▶ **Work request**:
An exact copy of every entry is the answer here, with no pictures.
* * * * *
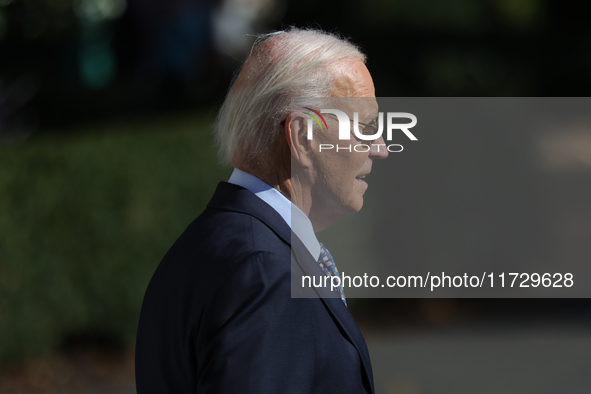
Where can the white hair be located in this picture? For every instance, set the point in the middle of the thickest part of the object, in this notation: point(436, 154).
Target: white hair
point(281, 66)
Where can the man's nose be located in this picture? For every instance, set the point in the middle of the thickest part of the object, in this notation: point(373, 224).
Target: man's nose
point(378, 149)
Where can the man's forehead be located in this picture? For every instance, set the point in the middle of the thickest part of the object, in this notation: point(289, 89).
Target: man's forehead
point(352, 79)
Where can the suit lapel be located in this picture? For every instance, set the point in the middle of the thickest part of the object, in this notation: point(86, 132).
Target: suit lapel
point(235, 198)
point(334, 305)
point(238, 199)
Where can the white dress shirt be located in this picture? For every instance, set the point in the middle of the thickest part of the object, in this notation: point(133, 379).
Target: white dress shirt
point(294, 217)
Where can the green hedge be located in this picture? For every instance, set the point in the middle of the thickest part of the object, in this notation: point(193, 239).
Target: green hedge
point(86, 216)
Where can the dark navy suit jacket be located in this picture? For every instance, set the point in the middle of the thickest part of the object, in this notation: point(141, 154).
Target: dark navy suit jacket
point(218, 316)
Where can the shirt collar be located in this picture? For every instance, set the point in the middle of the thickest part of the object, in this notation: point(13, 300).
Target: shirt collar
point(294, 217)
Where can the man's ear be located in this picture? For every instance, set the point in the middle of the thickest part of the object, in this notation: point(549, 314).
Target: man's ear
point(296, 133)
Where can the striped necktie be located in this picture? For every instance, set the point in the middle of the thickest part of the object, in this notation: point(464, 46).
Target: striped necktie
point(330, 269)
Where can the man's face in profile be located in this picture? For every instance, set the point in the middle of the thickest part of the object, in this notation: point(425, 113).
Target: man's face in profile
point(340, 176)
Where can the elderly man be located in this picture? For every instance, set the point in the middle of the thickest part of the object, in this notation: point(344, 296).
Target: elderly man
point(218, 316)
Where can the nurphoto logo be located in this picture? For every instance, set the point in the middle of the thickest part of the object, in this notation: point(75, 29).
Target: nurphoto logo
point(362, 131)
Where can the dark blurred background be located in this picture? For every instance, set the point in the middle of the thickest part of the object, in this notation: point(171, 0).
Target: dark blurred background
point(106, 156)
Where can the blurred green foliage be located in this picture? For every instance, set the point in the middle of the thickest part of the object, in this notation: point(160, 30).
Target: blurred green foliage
point(85, 218)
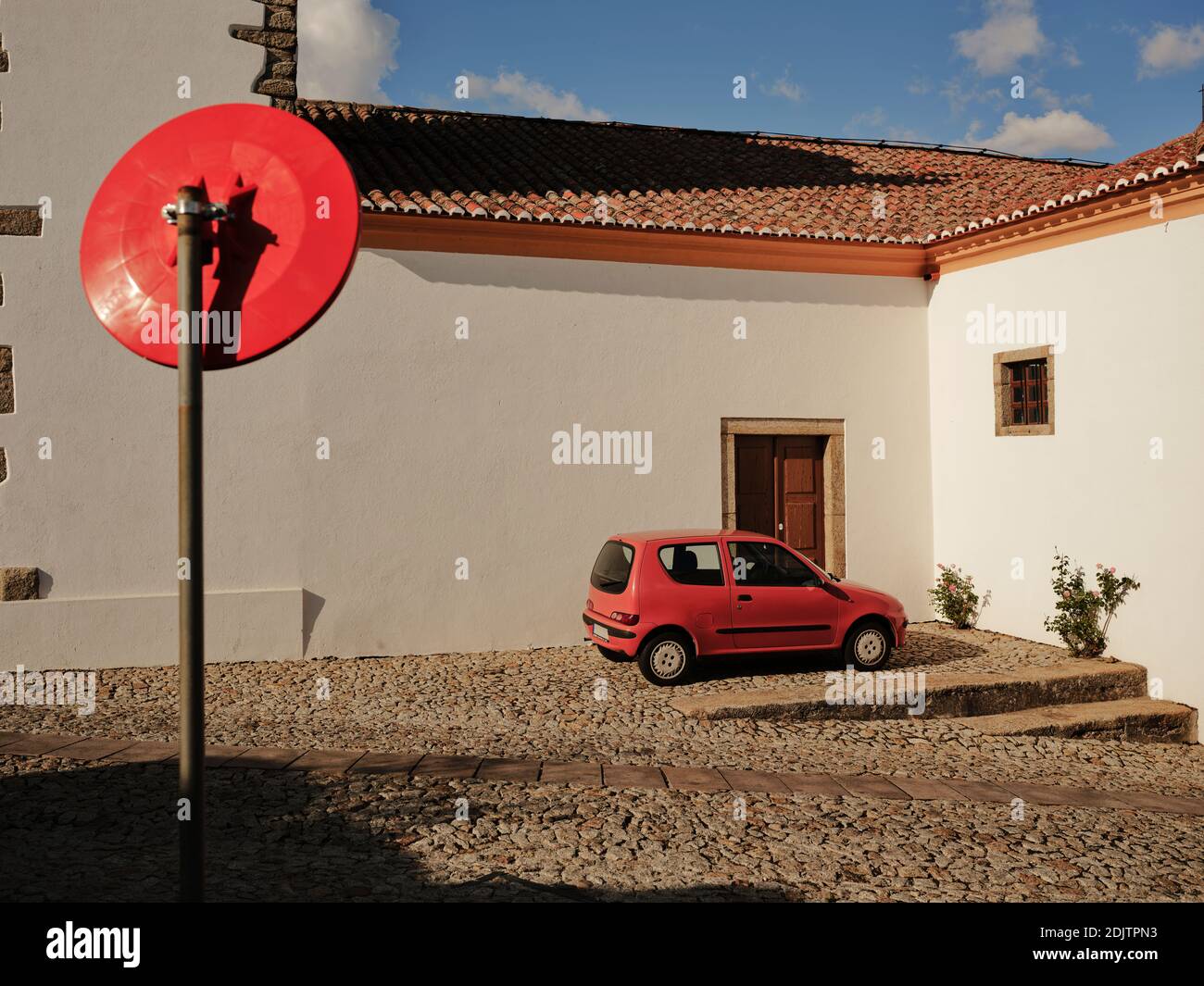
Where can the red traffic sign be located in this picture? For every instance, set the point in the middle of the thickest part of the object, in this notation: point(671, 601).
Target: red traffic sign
point(272, 267)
* * * * *
▶ **Answer to the exercise**:
Where can the white hair be located in this picture? For every instance, set the point in the middle of the thickest part of the object, in this notation: point(436, 154).
Target: white hair
point(281, 66)
Where can the man's nose be located in this picture? For every instance, set the point in the middle of the thickest part of the object, in this notation: point(373, 224).
Target: man's nose
point(378, 149)
Where can the man's forehead be located in this picture? For every instance, set the point in the middle of the thickest part of the object, in this notation: point(289, 89).
Target: man's forehead
point(352, 79)
Where can the suit lapel be located in this picture? For every instance, set the point in the middle of the thickest part of the object, in this notation: point(86, 132).
Target: suit lapel
point(235, 198)
point(334, 305)
point(238, 199)
Where can the white dress shirt be located in this picture? For every instance, set the point in the middle of the thickest part of the object, in this notation: point(133, 379).
Target: white dress shirt
point(294, 217)
Where can the green hedge be located in this picture? For every instance, set the point in the middle of the thickest part of the object, in this notation: point(193, 239).
Target: green hedge
point(86, 216)
Where can the dark navy suit jacket be located in this picture? For every instance, set the point in the middle of the thickest part of the object, in this notation: point(141, 154).
Target: dark navy suit jacket
point(218, 316)
Where can the shirt collar be located in this picture? For every instance, set the point in the middle of the thickest part of the object, in this notation: point(13, 300).
Target: shirt collar
point(294, 217)
Where can the man's ear be located in this picture? For every instance, set the point in the middle of the thickest part of the object, in this notation: point(549, 314).
Target: man's ear
point(296, 133)
Where can the striped necktie be located in this picture? For every instance, set the point in the middle of the thickest part of the object, in this notation: point(464, 46).
Target: striped necktie
point(330, 269)
Where can the man's face in profile be located in this picture? For every instance, set the point in the middle of the thickest part of the object, in this notation: point(425, 113).
Target: man's face in profile
point(340, 176)
Where can the elderly man be located in this picture? For every instance, set the point in the middle of the thickest part of the object, in this notation: point(344, 296).
Target: elderly man
point(218, 316)
Where can the nurphoto logo be located in this picture? For every instance, set the point in the middle of the thickest part of the object, in this notation: point(75, 29).
Target: nurphoto logo
point(362, 131)
Where can the dark blurred background be located in this picture? For every instance, set the point in the middle of the thickest part of the object, in this notation: point(171, 0).
Target: dark blurred background
point(106, 156)
Where can the blurred green foliage be located in this picture? For every instance, set the point in the middle of the thickest part of the object, in this notation: point(160, 30).
Target: blurred green foliage
point(85, 218)
Where can the red traffic sign be located in this picture? For every instance, set the point in the middle of the thickest part of the object, in this notation: point(671, 601).
Target: red traffic sign
point(272, 267)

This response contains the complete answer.